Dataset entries
---+---

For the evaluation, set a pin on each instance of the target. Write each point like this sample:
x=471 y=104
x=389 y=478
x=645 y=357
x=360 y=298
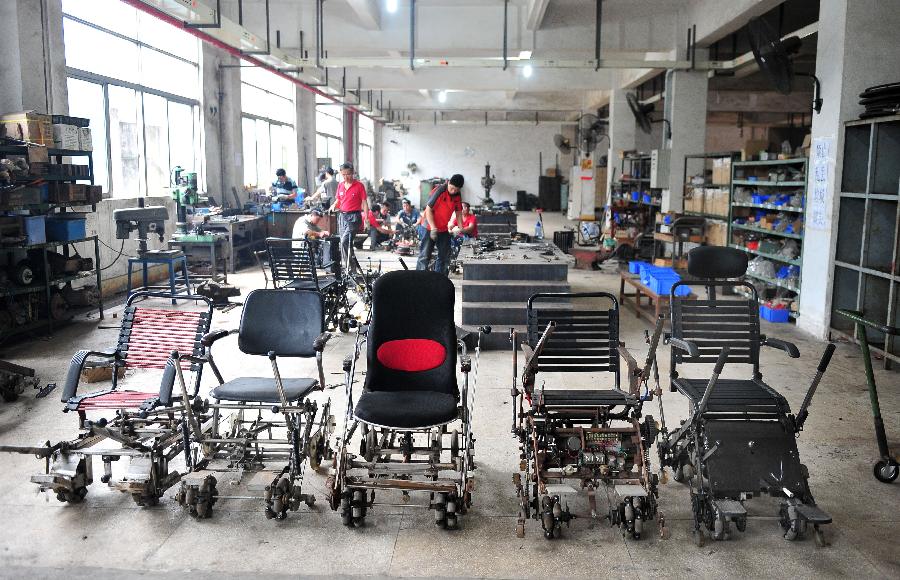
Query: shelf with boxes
x=766 y=220
x=39 y=259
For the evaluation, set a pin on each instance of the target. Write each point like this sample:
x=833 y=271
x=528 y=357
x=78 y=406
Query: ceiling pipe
x=139 y=5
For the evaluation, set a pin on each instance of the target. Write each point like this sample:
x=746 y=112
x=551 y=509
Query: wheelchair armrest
x=73 y=377
x=687 y=346
x=321 y=341
x=784 y=345
x=210 y=337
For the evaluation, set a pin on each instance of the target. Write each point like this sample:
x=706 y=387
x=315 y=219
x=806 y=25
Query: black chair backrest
x=585 y=340
x=412 y=336
x=284 y=321
x=291 y=260
x=713 y=323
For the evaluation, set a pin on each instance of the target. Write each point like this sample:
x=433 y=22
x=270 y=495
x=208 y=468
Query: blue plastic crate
x=661 y=283
x=777 y=315
x=634 y=267
x=66 y=229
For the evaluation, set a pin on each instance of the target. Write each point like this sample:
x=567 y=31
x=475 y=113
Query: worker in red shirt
x=469 y=227
x=351 y=200
x=445 y=202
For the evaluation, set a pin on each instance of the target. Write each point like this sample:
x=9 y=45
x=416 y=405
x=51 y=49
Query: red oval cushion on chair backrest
x=412 y=354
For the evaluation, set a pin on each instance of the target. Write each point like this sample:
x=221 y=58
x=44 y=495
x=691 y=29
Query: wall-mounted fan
x=563 y=144
x=642 y=117
x=774 y=57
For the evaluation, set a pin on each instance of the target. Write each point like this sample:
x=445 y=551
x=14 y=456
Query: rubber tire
x=886 y=470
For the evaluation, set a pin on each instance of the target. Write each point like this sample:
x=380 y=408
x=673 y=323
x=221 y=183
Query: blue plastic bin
x=777 y=315
x=66 y=229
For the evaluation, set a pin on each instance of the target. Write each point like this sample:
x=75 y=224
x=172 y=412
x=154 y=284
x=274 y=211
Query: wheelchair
x=414 y=420
x=583 y=439
x=151 y=428
x=295 y=265
x=740 y=438
x=268 y=426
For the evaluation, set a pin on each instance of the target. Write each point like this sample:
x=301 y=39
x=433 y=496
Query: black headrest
x=284 y=321
x=714 y=262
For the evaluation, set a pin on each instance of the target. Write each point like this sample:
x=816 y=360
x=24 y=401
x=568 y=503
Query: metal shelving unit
x=866 y=272
x=743 y=177
x=49 y=283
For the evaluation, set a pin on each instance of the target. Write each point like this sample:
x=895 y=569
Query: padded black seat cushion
x=263 y=390
x=733 y=395
x=405 y=409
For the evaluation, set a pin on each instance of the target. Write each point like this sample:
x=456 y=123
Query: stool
x=171 y=259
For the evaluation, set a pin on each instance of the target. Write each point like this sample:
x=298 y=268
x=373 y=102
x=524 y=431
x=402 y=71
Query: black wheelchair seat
x=263 y=390
x=406 y=409
x=735 y=396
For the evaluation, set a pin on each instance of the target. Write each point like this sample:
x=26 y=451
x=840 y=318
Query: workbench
x=657 y=305
x=243 y=232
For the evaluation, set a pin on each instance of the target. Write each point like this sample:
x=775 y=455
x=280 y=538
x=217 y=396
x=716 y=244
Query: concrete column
x=686 y=98
x=858 y=46
x=621 y=133
x=33 y=67
x=221 y=113
x=306 y=139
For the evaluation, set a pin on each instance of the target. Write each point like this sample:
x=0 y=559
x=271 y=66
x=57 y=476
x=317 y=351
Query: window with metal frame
x=138 y=80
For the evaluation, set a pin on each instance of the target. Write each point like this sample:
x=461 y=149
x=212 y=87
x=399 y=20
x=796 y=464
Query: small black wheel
x=886 y=470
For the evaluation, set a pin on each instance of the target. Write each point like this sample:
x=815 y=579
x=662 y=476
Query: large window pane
x=156 y=132
x=248 y=127
x=98 y=52
x=86 y=100
x=126 y=142
x=167 y=74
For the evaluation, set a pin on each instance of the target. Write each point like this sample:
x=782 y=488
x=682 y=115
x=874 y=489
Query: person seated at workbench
x=379 y=221
x=310 y=226
x=469 y=228
x=284 y=189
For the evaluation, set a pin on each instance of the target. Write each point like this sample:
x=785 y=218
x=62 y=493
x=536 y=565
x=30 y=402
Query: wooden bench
x=657 y=305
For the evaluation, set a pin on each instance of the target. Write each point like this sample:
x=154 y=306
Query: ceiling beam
x=536 y=11
x=367 y=12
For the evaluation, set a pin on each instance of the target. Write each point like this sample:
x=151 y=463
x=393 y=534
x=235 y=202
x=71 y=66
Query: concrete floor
x=109 y=535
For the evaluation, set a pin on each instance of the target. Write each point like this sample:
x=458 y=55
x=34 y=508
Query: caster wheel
x=886 y=470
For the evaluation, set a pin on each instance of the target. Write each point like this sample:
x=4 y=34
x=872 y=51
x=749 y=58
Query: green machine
x=184 y=191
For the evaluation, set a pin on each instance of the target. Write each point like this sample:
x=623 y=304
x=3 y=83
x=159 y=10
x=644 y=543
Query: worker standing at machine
x=351 y=200
x=469 y=227
x=284 y=189
x=326 y=191
x=445 y=201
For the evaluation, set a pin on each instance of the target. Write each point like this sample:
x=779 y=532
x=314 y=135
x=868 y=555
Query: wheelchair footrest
x=729 y=508
x=630 y=490
x=813 y=514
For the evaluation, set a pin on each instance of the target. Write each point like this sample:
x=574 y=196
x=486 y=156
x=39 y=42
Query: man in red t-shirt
x=445 y=202
x=469 y=229
x=351 y=200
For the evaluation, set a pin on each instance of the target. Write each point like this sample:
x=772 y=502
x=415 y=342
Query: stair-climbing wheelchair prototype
x=150 y=427
x=268 y=426
x=740 y=437
x=413 y=416
x=297 y=265
x=583 y=439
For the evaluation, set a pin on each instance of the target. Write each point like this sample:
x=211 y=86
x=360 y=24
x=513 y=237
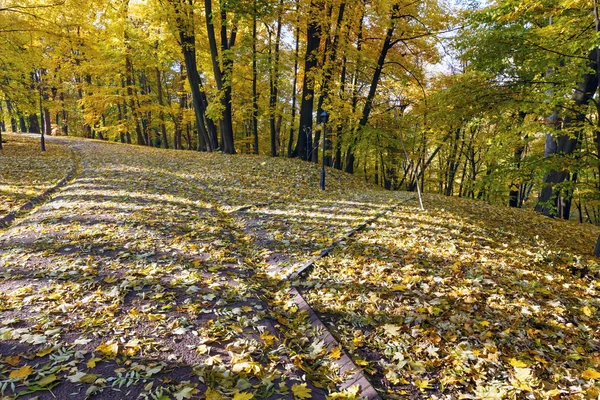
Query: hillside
x=160 y=273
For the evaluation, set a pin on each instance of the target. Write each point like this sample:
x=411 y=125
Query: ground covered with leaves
x=26 y=172
x=467 y=300
x=161 y=275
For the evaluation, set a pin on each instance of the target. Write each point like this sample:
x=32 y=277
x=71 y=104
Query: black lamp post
x=324 y=118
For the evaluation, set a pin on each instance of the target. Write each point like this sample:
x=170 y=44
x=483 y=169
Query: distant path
x=176 y=259
x=9 y=218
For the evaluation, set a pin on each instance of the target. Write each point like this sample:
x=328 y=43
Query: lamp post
x=324 y=118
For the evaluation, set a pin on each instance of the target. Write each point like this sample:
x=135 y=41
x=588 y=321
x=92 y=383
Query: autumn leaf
x=243 y=396
x=91 y=363
x=517 y=363
x=45 y=381
x=212 y=394
x=300 y=391
x=422 y=384
x=21 y=373
x=335 y=353
x=185 y=393
x=590 y=374
x=109 y=350
x=391 y=330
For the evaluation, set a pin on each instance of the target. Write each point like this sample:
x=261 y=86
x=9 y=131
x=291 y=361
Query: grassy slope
x=462 y=299
x=26 y=172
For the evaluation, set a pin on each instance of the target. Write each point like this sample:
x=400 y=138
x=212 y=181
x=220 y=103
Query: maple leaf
x=517 y=364
x=109 y=350
x=45 y=381
x=422 y=384
x=590 y=374
x=212 y=394
x=335 y=353
x=185 y=393
x=21 y=373
x=392 y=330
x=300 y=391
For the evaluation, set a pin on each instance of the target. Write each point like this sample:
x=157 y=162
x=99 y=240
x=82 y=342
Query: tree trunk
x=222 y=76
x=549 y=200
x=328 y=67
x=254 y=83
x=187 y=38
x=274 y=84
x=294 y=84
x=161 y=115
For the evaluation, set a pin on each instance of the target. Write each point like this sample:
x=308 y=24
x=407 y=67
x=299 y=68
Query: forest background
x=511 y=117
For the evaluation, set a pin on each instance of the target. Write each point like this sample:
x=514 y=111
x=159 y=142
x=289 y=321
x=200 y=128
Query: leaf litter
x=143 y=279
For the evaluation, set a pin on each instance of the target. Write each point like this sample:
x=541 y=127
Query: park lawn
x=26 y=171
x=467 y=300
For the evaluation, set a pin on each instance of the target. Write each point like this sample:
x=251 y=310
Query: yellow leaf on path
x=588 y=311
x=212 y=394
x=392 y=330
x=422 y=384
x=517 y=364
x=21 y=373
x=47 y=380
x=590 y=374
x=336 y=353
x=13 y=361
x=301 y=391
x=185 y=393
x=268 y=338
x=399 y=287
x=243 y=396
x=108 y=349
x=44 y=352
x=92 y=362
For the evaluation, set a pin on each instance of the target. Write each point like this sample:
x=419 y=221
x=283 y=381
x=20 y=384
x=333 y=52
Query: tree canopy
x=492 y=101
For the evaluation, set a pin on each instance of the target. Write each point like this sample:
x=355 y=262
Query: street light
x=324 y=118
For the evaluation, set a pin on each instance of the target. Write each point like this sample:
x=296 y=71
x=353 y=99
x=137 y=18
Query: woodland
x=492 y=101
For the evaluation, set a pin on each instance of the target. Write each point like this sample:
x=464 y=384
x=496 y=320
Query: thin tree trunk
x=295 y=83
x=161 y=115
x=254 y=82
x=222 y=76
x=313 y=40
x=274 y=84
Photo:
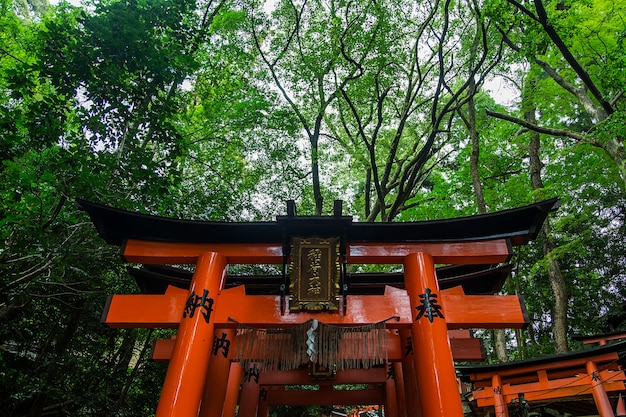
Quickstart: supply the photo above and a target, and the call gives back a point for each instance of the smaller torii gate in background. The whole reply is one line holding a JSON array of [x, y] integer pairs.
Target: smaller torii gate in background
[[329, 331]]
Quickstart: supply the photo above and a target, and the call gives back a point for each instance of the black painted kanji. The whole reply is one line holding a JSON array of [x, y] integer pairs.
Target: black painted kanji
[[390, 374], [252, 372], [408, 349], [194, 301], [428, 306], [263, 394], [221, 343]]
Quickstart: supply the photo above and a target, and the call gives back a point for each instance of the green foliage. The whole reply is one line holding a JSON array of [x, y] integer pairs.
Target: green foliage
[[165, 107]]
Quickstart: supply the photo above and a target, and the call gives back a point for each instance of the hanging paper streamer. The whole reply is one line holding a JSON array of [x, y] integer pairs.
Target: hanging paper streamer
[[312, 342], [311, 348]]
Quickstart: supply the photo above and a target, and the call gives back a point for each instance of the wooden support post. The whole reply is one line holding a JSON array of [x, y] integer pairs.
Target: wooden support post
[[499, 402], [599, 393], [250, 392], [264, 405], [391, 398], [186, 373], [400, 389], [232, 389], [411, 392], [434, 366], [217, 376]]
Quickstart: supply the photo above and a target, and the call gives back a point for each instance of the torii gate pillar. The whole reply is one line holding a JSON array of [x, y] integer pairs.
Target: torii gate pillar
[[186, 374], [434, 366]]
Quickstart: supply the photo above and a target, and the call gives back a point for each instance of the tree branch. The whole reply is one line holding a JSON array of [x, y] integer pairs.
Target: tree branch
[[545, 130]]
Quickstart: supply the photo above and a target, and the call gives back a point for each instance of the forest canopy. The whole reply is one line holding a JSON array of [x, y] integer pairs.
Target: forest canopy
[[225, 109]]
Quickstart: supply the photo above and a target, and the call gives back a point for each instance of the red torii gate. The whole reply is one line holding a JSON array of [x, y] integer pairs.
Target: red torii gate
[[421, 311], [589, 373]]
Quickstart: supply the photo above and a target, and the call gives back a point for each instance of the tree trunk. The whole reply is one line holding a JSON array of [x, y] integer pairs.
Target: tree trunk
[[499, 335], [557, 282]]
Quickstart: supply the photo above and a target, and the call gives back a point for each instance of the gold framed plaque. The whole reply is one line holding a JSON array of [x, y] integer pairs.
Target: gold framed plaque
[[315, 274]]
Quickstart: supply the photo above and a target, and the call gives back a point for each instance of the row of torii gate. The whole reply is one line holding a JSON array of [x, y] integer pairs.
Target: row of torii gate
[[243, 345]]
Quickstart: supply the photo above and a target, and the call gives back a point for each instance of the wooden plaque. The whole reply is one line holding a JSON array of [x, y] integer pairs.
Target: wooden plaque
[[315, 272]]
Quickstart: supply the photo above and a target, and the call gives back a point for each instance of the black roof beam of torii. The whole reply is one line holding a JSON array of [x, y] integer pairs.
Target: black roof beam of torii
[[518, 225]]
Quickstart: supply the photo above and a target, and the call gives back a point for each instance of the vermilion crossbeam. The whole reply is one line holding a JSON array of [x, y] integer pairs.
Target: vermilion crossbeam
[[263, 311], [463, 350], [474, 252], [374, 395], [546, 389]]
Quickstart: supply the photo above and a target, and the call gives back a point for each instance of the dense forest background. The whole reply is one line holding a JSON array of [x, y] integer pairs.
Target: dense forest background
[[224, 109]]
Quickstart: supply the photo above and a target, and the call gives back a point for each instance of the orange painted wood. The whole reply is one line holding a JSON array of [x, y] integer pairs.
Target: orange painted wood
[[217, 377], [596, 379], [500, 405], [141, 251], [462, 311], [463, 350], [411, 392], [551, 389], [562, 366], [476, 252], [434, 367], [183, 387], [372, 395], [391, 400], [398, 377], [232, 389], [301, 377], [249, 396]]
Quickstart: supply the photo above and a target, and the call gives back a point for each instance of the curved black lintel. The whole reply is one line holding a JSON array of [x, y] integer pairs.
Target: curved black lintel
[[520, 225]]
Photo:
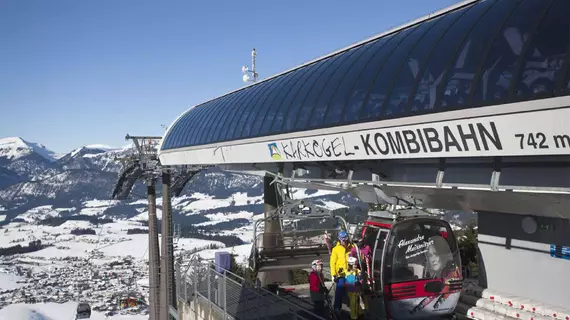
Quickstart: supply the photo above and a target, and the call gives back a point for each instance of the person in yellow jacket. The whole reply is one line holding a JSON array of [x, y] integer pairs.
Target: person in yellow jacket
[[339, 265], [353, 288]]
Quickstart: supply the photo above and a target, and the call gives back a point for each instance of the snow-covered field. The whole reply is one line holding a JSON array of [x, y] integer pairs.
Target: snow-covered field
[[8, 281], [54, 311]]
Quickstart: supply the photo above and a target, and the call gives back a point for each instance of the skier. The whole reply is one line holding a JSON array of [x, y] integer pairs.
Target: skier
[[338, 263], [353, 288], [317, 287]]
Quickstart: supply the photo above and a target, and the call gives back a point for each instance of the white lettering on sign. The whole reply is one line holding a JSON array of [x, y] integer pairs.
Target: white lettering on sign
[[415, 246], [405, 242], [532, 133]]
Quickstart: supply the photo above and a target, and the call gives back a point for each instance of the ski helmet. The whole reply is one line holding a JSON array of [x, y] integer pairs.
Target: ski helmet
[[316, 263], [351, 261]]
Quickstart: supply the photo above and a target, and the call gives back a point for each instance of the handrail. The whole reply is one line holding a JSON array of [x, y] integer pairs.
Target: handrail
[[231, 277]]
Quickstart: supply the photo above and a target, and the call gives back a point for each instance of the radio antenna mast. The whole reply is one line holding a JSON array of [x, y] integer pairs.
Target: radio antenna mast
[[247, 72]]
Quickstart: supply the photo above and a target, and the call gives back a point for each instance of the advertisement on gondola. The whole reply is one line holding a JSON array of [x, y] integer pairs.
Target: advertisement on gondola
[[425, 276]]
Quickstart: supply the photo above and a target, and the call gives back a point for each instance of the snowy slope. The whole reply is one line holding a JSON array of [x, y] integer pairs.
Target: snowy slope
[[16, 147], [54, 311]]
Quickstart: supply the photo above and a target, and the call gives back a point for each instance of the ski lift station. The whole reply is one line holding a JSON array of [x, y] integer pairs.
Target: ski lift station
[[467, 108]]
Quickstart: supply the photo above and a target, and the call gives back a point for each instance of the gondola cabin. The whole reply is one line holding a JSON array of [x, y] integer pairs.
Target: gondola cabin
[[83, 311], [415, 264]]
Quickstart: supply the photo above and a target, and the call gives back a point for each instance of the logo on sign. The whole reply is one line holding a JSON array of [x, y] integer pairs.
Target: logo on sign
[[274, 151]]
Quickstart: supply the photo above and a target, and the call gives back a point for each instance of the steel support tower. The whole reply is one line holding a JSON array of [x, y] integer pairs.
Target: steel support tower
[[167, 287], [153, 253], [143, 164], [272, 229]]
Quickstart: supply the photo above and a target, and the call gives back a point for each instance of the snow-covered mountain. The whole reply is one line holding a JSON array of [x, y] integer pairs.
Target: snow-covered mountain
[[16, 147], [31, 177]]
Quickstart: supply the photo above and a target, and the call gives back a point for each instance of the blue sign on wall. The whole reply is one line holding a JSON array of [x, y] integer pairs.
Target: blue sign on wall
[[560, 252]]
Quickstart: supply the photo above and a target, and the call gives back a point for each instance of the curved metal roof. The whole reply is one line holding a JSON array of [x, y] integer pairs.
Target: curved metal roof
[[481, 53]]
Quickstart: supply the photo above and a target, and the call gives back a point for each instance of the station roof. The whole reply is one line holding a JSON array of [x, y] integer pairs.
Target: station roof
[[477, 53]]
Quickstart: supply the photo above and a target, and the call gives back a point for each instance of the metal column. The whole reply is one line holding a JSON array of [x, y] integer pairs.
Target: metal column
[[153, 254], [272, 229], [167, 286]]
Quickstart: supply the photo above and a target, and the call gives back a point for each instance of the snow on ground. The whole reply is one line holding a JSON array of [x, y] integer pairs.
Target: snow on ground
[[198, 202], [42, 212], [54, 311], [100, 203], [242, 253], [113, 240], [331, 205], [300, 193], [8, 281], [222, 217]]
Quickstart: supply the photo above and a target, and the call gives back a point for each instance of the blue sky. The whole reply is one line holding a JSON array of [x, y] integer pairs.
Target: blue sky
[[74, 73]]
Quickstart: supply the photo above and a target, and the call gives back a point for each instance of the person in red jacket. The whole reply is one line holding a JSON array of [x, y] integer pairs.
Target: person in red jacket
[[317, 287]]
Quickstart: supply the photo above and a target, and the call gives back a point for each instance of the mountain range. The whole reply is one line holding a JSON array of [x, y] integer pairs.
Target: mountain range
[[36, 182]]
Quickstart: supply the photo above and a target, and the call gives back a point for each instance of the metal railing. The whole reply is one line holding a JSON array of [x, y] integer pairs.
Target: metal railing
[[221, 294]]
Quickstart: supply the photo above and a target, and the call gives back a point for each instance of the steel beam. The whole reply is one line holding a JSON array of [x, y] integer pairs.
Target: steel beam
[[153, 254], [168, 289]]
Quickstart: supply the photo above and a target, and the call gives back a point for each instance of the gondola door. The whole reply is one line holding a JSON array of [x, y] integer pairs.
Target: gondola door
[[421, 269]]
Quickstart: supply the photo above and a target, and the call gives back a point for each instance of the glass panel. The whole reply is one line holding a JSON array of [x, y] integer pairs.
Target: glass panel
[[337, 103], [406, 77], [283, 109], [243, 104], [260, 118], [499, 66], [202, 122], [187, 126], [272, 113], [459, 77], [258, 106], [215, 117], [316, 70], [315, 92], [171, 140], [366, 78], [321, 107], [545, 57], [373, 106], [421, 249], [229, 112], [430, 82], [193, 129], [209, 119], [245, 110], [224, 114], [567, 83]]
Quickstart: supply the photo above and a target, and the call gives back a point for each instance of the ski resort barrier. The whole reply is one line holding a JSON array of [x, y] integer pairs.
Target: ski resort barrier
[[204, 293]]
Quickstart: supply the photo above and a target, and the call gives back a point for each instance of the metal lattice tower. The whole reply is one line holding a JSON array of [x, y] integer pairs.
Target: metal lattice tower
[[143, 164]]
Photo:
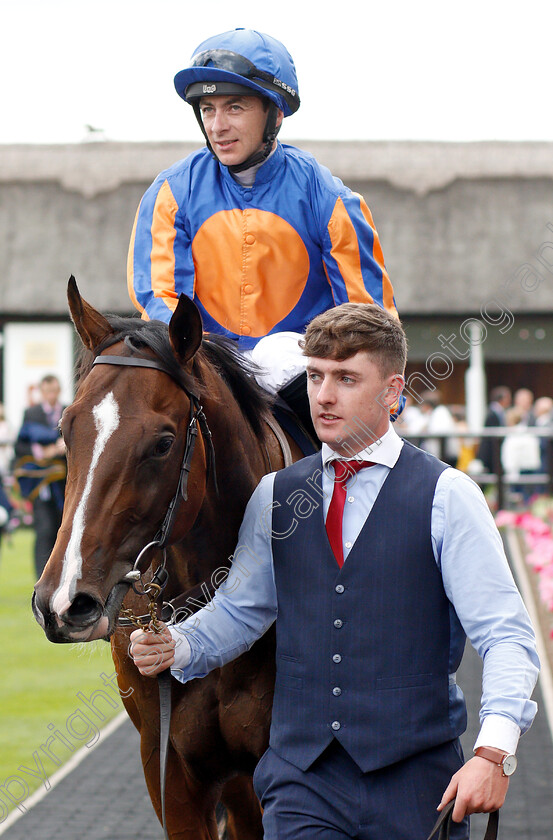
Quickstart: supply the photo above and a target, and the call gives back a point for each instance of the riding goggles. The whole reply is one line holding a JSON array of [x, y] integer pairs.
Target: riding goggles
[[242, 66]]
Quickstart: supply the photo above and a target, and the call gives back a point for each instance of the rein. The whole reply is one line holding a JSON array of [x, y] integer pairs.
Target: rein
[[155, 588]]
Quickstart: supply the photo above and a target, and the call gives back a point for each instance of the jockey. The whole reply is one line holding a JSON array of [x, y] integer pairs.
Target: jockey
[[258, 233]]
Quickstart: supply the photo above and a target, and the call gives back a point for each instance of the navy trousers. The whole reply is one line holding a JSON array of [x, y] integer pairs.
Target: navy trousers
[[335, 800]]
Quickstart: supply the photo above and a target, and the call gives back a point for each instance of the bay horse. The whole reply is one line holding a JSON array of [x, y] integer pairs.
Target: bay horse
[[125, 435]]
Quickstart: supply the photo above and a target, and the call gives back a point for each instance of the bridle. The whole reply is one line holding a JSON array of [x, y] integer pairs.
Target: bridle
[[197, 419]]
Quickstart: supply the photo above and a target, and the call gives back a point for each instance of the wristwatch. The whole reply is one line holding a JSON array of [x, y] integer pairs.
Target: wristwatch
[[506, 761]]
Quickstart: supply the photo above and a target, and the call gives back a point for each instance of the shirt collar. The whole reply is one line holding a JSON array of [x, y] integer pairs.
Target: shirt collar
[[384, 451]]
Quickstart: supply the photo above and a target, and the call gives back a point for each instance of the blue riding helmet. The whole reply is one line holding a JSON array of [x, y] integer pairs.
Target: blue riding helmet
[[245, 58]]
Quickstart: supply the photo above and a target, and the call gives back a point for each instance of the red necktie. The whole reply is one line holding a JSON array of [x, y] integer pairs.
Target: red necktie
[[342, 471]]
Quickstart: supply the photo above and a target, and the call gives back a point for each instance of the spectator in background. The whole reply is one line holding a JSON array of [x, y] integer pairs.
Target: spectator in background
[[543, 413], [438, 418], [520, 453], [5, 509], [7, 437], [523, 400], [500, 401], [40, 468]]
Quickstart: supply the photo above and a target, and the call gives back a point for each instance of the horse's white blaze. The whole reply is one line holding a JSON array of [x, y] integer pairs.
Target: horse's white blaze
[[106, 420]]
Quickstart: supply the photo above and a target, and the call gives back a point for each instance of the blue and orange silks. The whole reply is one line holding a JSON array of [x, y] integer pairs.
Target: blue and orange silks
[[256, 260]]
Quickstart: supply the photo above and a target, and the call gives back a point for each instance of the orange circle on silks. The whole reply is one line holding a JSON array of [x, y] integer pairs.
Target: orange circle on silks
[[251, 269]]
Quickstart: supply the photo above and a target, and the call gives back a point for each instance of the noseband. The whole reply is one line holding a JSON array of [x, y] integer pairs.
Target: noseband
[[197, 417]]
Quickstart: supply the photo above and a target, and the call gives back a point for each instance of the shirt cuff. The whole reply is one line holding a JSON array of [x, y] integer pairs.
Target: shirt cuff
[[499, 732], [183, 651]]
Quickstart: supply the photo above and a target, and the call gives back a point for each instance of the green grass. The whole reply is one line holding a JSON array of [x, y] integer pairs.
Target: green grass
[[40, 683]]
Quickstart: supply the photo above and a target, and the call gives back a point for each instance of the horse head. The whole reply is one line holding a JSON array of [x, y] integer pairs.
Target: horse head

---+---

#### [GOAL]
Reproduce, exactly and with nothing added, the lines from the one that includes "the shirt cuff." through the last line of the material.

#### [EXERCISE RESULT]
Quickstart: supply the photo above and a target, and the call gives back a point for each instance of the shirt cuff. The whole reply is one line holding a JSON array of [x, y] integer pairs.
Target: shirt cuff
[[499, 732], [183, 651]]
Quickstart: supply the photo above and a target, and the call gives back a point for each instance of the green grass. The whole reply is one line holding a JSON array of [x, y] integer pairs.
Target: green grass
[[40, 683]]
Quickstart: supply the photo above and a target, and the call gives back a point for each instance of the horse head. The whole reply is one line holding a JSON array of [x, y] integer pairs.
Target: horse head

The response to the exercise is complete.